-- SOURCE EXCERPT start --
BUBBLE BLOWING DEVICE

Abstract

A bubble blowing device includes a shell, an air guide disc, at least two solution-feeding tubes, a drive gear train, and a bubble solution bottle. The air guide disc is arranged in the shell. At least two solution supply nozzles are arranged on the air guide disc, and the solution-feeding tubes are connected to the corresponding solution supply nozzles respectively. A drive gear train is arranged in the shell, and is configured to drive the solution-feeding tubes to feed solution respectively. The bubble solution bottle is connected to the shell, and an end of each solution-feeding tube extends into the bubble solution bottle.

Claims

1. A bubble blowing device, comprising: a shell; an air guide disc, arranged in the shell, wherein the air guide disc is provided with at least two solution supply nozzles; at least two solution-feeding tubes, connected to the corresponding solution supply nozzles respectively; a drive gear train, arranged in the shell, and configured to drive the solution-feeding tubes to feed solution respectively; and a bubble solution bottle, connected to the shell, wherein an end of each of the solution-feeding tubes extends into the bubble solution bottle.

2. The bubble blowing device according to claim 1, wherein the drive gear train comprises at least two solution-feeding squeeze gears; the solution-feeding tubes pass through the corresponding solution-feeding squeeze gears in a surrounding manner respectively; and the solution-feeding squeeze gears can rotate to squeeze the corresponding solution-feeding tubes.

3. The bubble blowing device according to claim 2, comprising a motor, wherein the drive gear train comprises at least two side gear trains, and the motor and each of the side gear trains are both arranged in the shell; the side gear train is provided with a plurality of gears, wherein the gears are arranged in sequence, adjacent gears are meshed, and one of the gears is the solution-feeding squeeze gear; and the motor is connected with a worm, and a gear at an input end of each of the side gear trains is meshed with the worm.
-- SOURCE EXCERPT end --
**PROBLEM REQUIREMENTS**
In the bubble blowing device text, condense the paragraph beginning "A bubble blowing device includes a shell" into a bulleted list that keeps its main facts. The lines that come next are separate material, unrelated to the bubble blowing device text.
-- PROVIDED DATA start --
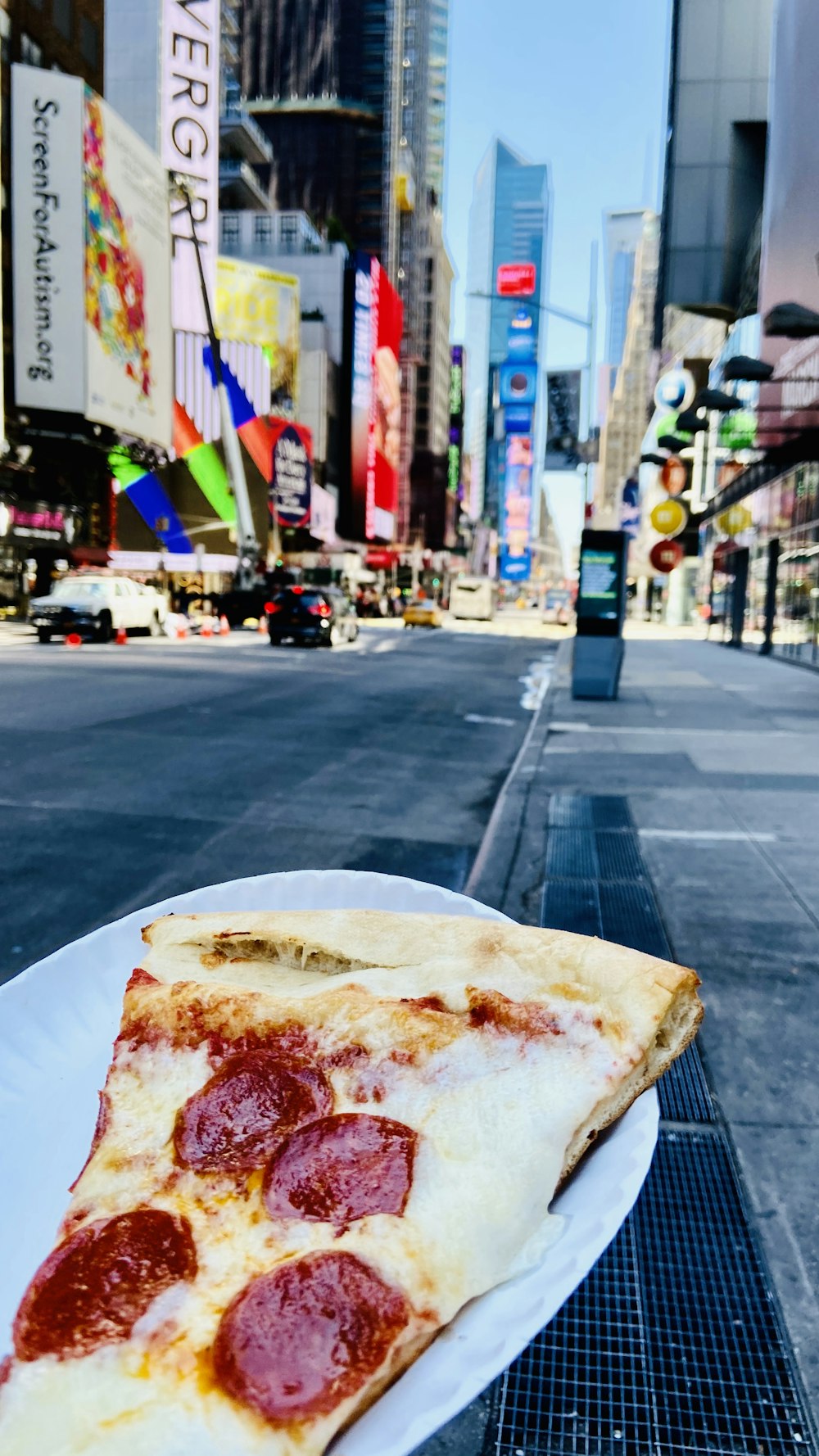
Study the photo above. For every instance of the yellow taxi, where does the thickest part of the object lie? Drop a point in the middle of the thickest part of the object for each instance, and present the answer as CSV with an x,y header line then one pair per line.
x,y
423,615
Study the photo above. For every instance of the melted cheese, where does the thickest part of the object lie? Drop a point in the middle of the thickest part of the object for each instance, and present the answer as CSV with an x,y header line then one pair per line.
x,y
495,1115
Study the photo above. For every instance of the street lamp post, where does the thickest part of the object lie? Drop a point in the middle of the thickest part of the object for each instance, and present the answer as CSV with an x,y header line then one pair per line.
x,y
247,544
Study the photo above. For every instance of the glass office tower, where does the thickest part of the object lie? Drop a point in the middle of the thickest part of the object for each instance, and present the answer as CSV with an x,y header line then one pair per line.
x,y
509,223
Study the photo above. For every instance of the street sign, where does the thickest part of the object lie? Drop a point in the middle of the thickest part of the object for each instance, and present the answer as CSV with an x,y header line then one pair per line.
x,y
665,557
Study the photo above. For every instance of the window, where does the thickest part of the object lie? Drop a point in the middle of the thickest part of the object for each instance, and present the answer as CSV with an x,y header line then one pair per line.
x,y
229,228
289,233
63,18
263,229
89,41
31,52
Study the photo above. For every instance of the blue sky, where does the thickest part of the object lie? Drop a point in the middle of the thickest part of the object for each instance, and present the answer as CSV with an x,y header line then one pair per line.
x,y
576,84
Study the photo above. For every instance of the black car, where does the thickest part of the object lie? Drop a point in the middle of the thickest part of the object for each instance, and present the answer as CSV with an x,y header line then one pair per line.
x,y
314,616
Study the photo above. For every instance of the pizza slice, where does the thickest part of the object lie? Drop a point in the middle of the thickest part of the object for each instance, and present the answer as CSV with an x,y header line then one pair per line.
x,y
292,1191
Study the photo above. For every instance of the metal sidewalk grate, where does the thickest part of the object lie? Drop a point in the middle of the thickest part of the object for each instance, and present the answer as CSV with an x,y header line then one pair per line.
x,y
672,1344
598,883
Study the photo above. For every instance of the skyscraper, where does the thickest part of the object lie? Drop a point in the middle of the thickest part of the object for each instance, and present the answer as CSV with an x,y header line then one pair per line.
x,y
621,232
509,223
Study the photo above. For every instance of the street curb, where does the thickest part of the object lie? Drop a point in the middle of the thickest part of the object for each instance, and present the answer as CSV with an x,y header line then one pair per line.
x,y
501,871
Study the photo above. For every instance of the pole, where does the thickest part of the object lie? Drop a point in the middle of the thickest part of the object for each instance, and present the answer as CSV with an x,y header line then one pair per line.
x,y
247,544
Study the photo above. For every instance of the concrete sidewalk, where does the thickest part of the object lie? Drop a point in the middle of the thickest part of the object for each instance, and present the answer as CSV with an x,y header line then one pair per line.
x,y
717,754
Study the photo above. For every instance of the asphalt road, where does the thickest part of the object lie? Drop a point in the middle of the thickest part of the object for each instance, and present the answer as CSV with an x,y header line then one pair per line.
x,y
133,774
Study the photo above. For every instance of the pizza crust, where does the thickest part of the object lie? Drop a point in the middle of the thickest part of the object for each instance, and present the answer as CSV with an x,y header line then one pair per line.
x,y
422,956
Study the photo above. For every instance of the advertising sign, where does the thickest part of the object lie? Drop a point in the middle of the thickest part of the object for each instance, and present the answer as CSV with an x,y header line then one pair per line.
x,y
260,306
522,340
600,596
563,419
188,123
292,473
516,280
455,450
790,219
518,419
378,323
518,383
127,280
47,230
515,558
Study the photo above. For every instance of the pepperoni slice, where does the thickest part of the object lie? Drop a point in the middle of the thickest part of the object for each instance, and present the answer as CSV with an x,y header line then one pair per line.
x,y
233,1123
95,1286
301,1340
342,1168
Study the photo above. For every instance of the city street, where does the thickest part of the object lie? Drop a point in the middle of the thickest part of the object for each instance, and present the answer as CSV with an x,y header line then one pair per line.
x,y
132,774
-- PROVIDED DATA end --
**SOLUTION FOR THIS TASK**
- Components: a shell, an air guide disc, at least two solution-feeding tubes, a drive gear train, and a bubble solution bottle.
- The air guide disc sits in the shell and carries at least two solution supply nozzles.
- Each solution-feeding tube connects to its corresponding nozzle.
- The drive gear train, also in the shell, drives each tube to feed solution.
- The bubble solution bottle connects to the shell, and one end of each tube extends into it.